**Prompt**
Continue the article on WHO influenza surveillance from where it stops.

++++ Text segment ++++

Thursday | 8 January, 2009
Australian Biotechnology News
CRX08: The devil you try to know
The Clinical Research Excellence (CRX08) conference starts in Brisbane tomorrow. We talk flu pandemics with plenary speaker Anne Kelso.
Fiona Wylie 06/08/2008 12:43:00

Know thine enemy

The four WHO Collaborating Centres act as global collection points for influenza virus samples sent from the national laboratories and other diagnostic laboratory or medical facilities in the region. The viruses collected undergo detailed antigenic and genetic characterisation to monitor changes in influenza virus around the world over time. Most of this work involves the seasonal viruses and basically, WHO is watching out for two things - how the virus population as a whole is changing globally from season to season, and anything unusual that needs more thorough analysis.

To measure the seasonal changes in influenza virus, or antigenic drift, samples are compared to a panel of reference strains. Antisera against these reference strains are raised in ferrets, which are the best-established animal model of influenza infection in humans, and then used to test collected samples.

"Antisera are also raised against anything new and interesting as a future reference strain, or more importantly, as a future vaccine strain," Kelso says. "What we really want to know is how far the virus has drifted in antigenicity and genetic profile from what we saw in previous northern and southern hemisphere seasons."

Of course, only a small proportion of the influenza virus out there is being monitored by the WHO efforts. Most people who contract the flu do not seek medical care, and of those that do, only a few are officially reported with appropriate samples sent to the WHO labs. However, according to Kelso, Australia has good systems set up for monitoring influenza-like illness, through hospitals and some GP surveillance networks.

Additionally, the detection of flu is notifiable in all states in Australia except South Australia. In 2007, the Collaborating Centre received about 2600 samples for analysis. These samples came mostly from within Australia, but many samples and virus isolates also arrived from other countries in the region including New Zealand, Malaysia, The Philippines and Macau.

++++ Data extracts ++++

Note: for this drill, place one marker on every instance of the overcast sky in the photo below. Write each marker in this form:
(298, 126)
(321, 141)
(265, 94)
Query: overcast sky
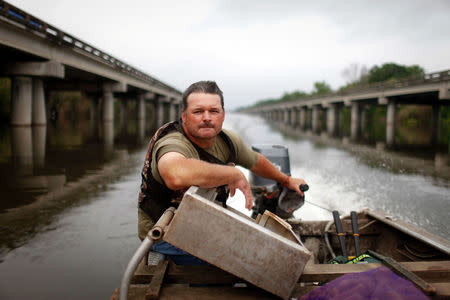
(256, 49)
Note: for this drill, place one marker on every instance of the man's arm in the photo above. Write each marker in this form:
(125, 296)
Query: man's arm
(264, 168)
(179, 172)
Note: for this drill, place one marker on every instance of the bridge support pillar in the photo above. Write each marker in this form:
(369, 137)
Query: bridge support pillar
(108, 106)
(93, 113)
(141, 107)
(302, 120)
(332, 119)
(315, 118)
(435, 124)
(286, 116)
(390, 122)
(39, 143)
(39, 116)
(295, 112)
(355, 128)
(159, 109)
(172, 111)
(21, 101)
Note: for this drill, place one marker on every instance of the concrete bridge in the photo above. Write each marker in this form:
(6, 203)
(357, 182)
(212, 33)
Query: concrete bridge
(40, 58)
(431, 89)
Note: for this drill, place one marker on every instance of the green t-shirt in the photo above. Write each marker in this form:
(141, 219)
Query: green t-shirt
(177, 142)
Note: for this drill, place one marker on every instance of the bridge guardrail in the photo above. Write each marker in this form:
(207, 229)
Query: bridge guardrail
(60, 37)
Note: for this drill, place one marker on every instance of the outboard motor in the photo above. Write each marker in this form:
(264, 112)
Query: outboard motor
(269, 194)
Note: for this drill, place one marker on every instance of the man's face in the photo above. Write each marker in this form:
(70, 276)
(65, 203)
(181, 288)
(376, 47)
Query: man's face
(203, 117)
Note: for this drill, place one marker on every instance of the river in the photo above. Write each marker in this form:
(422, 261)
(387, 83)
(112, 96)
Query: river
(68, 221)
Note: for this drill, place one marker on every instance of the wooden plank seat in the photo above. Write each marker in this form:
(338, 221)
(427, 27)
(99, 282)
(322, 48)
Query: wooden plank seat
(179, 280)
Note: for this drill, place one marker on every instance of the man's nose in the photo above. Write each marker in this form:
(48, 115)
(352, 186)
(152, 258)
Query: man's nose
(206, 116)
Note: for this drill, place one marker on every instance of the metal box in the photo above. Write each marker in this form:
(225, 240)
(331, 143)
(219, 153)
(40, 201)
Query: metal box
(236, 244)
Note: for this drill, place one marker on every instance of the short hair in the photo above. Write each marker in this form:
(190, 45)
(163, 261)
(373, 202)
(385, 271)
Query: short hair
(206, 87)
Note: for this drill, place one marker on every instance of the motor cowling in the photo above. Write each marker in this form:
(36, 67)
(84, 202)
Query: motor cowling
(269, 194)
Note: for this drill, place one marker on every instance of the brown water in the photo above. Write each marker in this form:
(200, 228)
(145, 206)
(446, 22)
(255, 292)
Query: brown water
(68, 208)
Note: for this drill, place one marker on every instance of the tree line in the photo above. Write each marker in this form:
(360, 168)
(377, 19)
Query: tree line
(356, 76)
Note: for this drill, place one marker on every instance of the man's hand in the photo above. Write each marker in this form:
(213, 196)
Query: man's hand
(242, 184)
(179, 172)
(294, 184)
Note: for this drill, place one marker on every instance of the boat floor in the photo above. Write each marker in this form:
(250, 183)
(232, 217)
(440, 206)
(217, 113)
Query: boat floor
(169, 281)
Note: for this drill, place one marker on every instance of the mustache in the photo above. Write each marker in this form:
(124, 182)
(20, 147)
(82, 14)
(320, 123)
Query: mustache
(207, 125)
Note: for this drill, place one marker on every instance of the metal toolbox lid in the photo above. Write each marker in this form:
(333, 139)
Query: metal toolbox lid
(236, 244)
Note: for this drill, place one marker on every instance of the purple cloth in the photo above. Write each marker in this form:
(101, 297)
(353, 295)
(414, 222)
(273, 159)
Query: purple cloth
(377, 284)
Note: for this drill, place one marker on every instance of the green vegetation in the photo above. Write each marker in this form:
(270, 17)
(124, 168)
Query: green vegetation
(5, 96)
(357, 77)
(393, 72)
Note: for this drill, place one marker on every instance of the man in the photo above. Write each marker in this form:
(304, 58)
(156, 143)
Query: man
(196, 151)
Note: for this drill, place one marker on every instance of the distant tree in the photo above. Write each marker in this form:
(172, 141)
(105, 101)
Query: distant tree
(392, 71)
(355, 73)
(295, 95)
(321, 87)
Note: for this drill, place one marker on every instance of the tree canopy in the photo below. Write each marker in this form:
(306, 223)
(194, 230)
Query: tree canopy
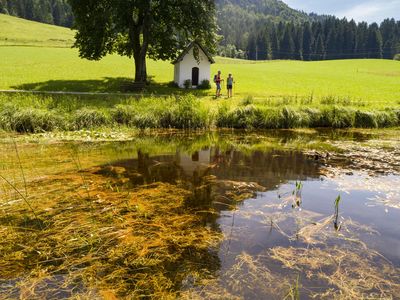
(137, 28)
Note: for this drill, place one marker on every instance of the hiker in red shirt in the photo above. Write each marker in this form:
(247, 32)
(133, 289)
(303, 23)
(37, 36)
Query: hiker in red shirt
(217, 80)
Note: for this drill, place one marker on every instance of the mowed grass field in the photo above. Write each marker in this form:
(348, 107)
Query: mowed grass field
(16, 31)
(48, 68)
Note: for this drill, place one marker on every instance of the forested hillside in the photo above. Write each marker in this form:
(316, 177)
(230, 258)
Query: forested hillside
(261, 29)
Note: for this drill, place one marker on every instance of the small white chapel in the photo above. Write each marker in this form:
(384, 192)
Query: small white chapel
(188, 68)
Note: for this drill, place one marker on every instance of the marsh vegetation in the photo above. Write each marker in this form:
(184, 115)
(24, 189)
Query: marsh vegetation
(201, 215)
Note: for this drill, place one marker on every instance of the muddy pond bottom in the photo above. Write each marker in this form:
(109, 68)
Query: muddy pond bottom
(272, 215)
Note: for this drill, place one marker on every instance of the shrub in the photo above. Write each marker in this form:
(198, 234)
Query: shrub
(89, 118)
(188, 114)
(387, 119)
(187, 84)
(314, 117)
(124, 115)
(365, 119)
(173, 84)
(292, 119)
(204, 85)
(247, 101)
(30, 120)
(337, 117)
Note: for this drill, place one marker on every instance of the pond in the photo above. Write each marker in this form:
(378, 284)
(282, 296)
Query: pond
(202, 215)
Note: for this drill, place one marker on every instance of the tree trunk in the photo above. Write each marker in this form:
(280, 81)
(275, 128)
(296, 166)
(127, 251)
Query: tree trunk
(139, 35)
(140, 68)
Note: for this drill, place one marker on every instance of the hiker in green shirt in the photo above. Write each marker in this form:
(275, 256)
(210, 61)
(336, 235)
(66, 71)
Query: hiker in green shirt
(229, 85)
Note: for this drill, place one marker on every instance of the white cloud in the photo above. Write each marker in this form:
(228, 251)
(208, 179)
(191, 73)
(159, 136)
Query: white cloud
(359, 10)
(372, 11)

++++

**Answer to this task**
Members of the four WHO Collaborating Centres then meet in Geneva twice a year to review all the data collected over the previous six months and issue a public statement about the latest antigenic trends in influenza virus wear for the following winter. This information is used to recommend virus strains for inclusion in the next seasonal vaccines for the northern and southern hemispheres, respectively.

What follows is then an intensive period of work for all concerned to culture suitable virus by its antigenic properties to include in the vaccin, and then grow enough up in eggs for the relevant companies to produce vaccine and release it into the market. "Even though it is many months between our meeting and the release of the vaccine, it is a very tight timeline that the companies face," she says.

The two A-type viruses circulating in humans at the moment, H1N1 and H3N2, both originated as pandemics and their history is quite interesting. "H1N1 is the progeny of the virus that caused the 1918 influenza pandemic virus, which after the pandemic became established in humans, circulated until the 1930s, and then disappeared," Kelso says.

"It re-emerged in Russia in 1977 and has been circulating in humans ever since. So, it has now drifted a long way from the original pandemic form. It is also only the A viruses that give rise to pandemics from time to time. The B-type viruses are not as variable and are human strains originally."